Stored records:
====
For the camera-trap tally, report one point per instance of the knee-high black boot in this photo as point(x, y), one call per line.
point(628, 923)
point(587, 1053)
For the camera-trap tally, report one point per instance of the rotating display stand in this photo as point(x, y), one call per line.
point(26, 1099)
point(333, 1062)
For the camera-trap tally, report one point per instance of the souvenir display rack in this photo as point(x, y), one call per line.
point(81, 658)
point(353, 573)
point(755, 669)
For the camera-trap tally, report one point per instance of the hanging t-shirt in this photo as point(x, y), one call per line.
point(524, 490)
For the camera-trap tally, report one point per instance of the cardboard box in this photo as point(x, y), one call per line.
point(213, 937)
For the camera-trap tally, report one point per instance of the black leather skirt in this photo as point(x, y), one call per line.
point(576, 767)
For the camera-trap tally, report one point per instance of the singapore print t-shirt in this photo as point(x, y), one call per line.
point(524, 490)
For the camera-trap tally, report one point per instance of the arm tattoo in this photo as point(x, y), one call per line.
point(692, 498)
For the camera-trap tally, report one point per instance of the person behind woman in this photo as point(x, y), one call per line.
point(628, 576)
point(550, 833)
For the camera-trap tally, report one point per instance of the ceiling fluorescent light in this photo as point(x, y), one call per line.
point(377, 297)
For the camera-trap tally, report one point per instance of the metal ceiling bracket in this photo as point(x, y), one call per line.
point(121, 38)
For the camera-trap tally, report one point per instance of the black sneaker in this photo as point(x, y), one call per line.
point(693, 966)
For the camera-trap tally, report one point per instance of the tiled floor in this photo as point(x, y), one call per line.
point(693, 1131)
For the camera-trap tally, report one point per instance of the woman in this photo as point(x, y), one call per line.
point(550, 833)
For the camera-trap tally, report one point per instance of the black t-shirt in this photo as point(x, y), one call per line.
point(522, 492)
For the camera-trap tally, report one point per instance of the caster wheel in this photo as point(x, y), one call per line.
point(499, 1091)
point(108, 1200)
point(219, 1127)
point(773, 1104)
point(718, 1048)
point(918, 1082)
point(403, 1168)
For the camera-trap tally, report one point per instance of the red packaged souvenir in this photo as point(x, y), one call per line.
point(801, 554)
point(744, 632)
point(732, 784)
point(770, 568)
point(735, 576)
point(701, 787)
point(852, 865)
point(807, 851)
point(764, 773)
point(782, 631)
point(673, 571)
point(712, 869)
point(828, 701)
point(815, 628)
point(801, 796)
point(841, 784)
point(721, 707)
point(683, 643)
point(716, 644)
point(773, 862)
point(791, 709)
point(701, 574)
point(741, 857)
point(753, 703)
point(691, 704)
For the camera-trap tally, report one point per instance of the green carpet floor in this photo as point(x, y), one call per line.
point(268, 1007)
====
WHAT THE TASK ASKS — Rewrite all the entries above with every "camera-trap tally" renamed to "stock survey". Leave everything else unchanged.

ANSWER TO THE EXERCISE —
For the stock survey, report one point per instance of the knee-high black boot in this photo as point(x, y), one call per line.
point(628, 923)
point(587, 1053)
For the stock survey, report one point per instance of the rotating display stand in this photo as point(x, y), one call per line.
point(26, 1099)
point(333, 1062)
For the stock survey, report one point per instance of the souvenir display rack in this photo as point(x, y), one call per line.
point(81, 658)
point(353, 573)
point(755, 669)
For the stock survey, report one point per instance of the hanging t-shirt in this photo as point(x, y), one call per line.
point(524, 490)
For the stock survey, report one point per instance of the cardboard box in this photo as point(x, y), one call per line.
point(213, 937)
For the stock survey, report one point per instance of the black leather skirt in this photo as point(x, y), one call per line.
point(576, 767)
For the stock survey, report one point per instance of the singapore print t-shirt in this photo as point(x, y), one call per line.
point(524, 490)
For the stock survey, report one point per instance of the arm tattoo in this photo as point(x, y), one call per line.
point(692, 498)
For the stock survey, report one point per instance of the person behind woman in this photo as point(x, y), one call per line.
point(628, 576)
point(550, 833)
For the stock survey, report one point per instance of the ceiling fluorescent light in this photo as point(x, y), one call per line.
point(377, 297)
For the stock survey, report one point per instance of the metal ceiling bracket in this photo as point(x, y), one call per line.
point(121, 38)
For the stock survey, report one point per instance of the black sneaker in this photo as point(x, y), one call per line.
point(693, 966)
For the stock survey, report one point per instance of the tiled floor in this photo as point(x, y), one call per line.
point(693, 1131)
For the stock survey, report one point per instance of the woman in this photo as point(x, y), one call per line.
point(550, 833)
For the stock survey, report one point per instance of the black t-shirt in this photo as point(x, y), one call per line.
point(522, 492)
For the stock survey, report one point per instance of the caster wheel in this photo as point(x, y), one call per line.
point(499, 1091)
point(108, 1200)
point(219, 1127)
point(773, 1104)
point(718, 1048)
point(918, 1082)
point(403, 1168)
For the stock survey, report one point per instance of the red packaged souvenir in this photo as point(x, y), one call per line.
point(801, 554)
point(744, 632)
point(732, 784)
point(770, 568)
point(735, 576)
point(701, 787)
point(852, 865)
point(807, 851)
point(764, 773)
point(782, 631)
point(673, 571)
point(712, 869)
point(828, 701)
point(815, 628)
point(801, 796)
point(841, 784)
point(721, 707)
point(683, 643)
point(716, 644)
point(773, 862)
point(791, 709)
point(701, 574)
point(741, 857)
point(753, 703)
point(691, 704)
For the stock survey, report one point per instance of the green carpet floor in this photo as point(x, y), one call per line.
point(268, 1007)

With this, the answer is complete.